144.As each of the UK countries will have its own regulatory body, this section applies to qualifications obtained in England, Wales and Northern Ireland as well as those gained in other EEA states and in other parts of the world.
Section 47: Variation etc. of conditions in relation to registration under Part 3
145.This section allows for the Council to give notice to a person on its register that it intends to vary or remove an existing condition of registration or to impose a new condition. This notice must set out the Council’s reasons for the proposal.
Section 48: Right to make representations to Council as respects proposals
146.Subsection (1) gives an applicant or a registered person the right to make written representations to the Council about a proposal to vary or remove an existing condition or impose a condition or an additional condition on registration. It would give the same right to an applicant, where the Council proposes to refuse an application or to grant an application subject to conditions. In all cases, written representations would need to be made within 14 days of the Council giving notice of a proposal. Subsection (2) provides that no action can be taken by the Council in relation to a proposal until the period for representation has elapsed or a representation has been made within that period.
147.This section provides an applicant or a registered person with a first stage of appeal to the Council about its decisions rather than the first stage of appeal being to the sheriff. This should avoid a situation where the courts are burdened with cases that should rightly be considered by the Council in the first instance.
Section 49: Removal etc. from the Council’s register
148.This section provides for the Council to make rules, subject to the approval of Scottish Ministers, about the circumstances under which a person can be removed or suspended from any part of the register. It also provides for rules to be made about the circumstances under which a person can be restored to the register or their entry altered. The section explains that the rules will make provision for the procedure to be followed, standard of proof required, and for the rules of evidence in proceedings by which the matter can be determined. The intention is that the burden of proof should be on the balance of probabilities. These proceedings may be held in public.

-*-*-

Output the passage on Council registration conditions and register removal in full, word for word.

• **Recorded data**

-*-*-

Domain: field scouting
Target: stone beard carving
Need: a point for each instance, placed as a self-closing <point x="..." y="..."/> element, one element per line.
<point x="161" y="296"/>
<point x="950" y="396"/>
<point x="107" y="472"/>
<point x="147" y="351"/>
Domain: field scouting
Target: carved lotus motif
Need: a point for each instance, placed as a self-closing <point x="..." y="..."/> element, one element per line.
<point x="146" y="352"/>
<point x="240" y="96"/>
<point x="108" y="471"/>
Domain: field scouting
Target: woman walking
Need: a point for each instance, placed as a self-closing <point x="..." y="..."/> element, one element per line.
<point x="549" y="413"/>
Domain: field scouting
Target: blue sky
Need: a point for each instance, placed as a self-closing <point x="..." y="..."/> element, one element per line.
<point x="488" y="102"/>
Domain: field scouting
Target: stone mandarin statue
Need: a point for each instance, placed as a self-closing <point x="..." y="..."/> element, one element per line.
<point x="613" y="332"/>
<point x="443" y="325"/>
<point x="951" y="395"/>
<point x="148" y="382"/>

-*-*-

• **Exercise solution**
144.As each of the UK countries will have its own regulatory body, this section applies to qualifications obtained in England, Wales and Northern Ireland as well as those gained in other EEA states and in other parts of the world.
Section 47: Variation etc. of conditions in relation to registration under Part 3
145.This section allows for the Council to give notice to a person on its register that it intends to vary or remove an existing condition of registration or to impose a new condition. This notice must set out the Council’s reasons for the proposal.
Section 48: Right to make representations to Council as respects proposals
146.Subsection (1) gives an applicant or a registered person the right to make written representations to the Council about a proposal to vary or remove an existing condition or impose a condition or an additional condition on registration. It would give the same right to an applicant, where the Council proposes to refuse an application or to grant an application subject to conditions. In all cases, written representations would need to be made within 14 days of the Council giving notice of a proposal. Subsection (2) provides that no action can be taken by the Council in relation to a proposal until the period for representation has elapsed or a representation has been made within that period.
147.This section provides an applicant or a registered person with a first stage of appeal to the Council about its decisions rather than the first stage of appeal being to the sheriff. This should avoid a situation where the courts are burdened with cases that should rightly be considered by the Council in the first instance.
Section 49: Removal etc. from the Council’s register
148.This section provides for the Council to make rules, subject to the approval of Scottish Ministers, about the circumstances under which a person can be removed or suspended from any part of the register. It also provides for rules to be made about the circumstances under which a person can be restored to the register or their entry altered. The section explains that the rules will make provision for the procedure to be followed, standard of proof required, and for the rules of evidence in proceedings by which the matter can be determined. The intention is that the burden of proof should be on the balance of probabilities. These proceedings may be held in public.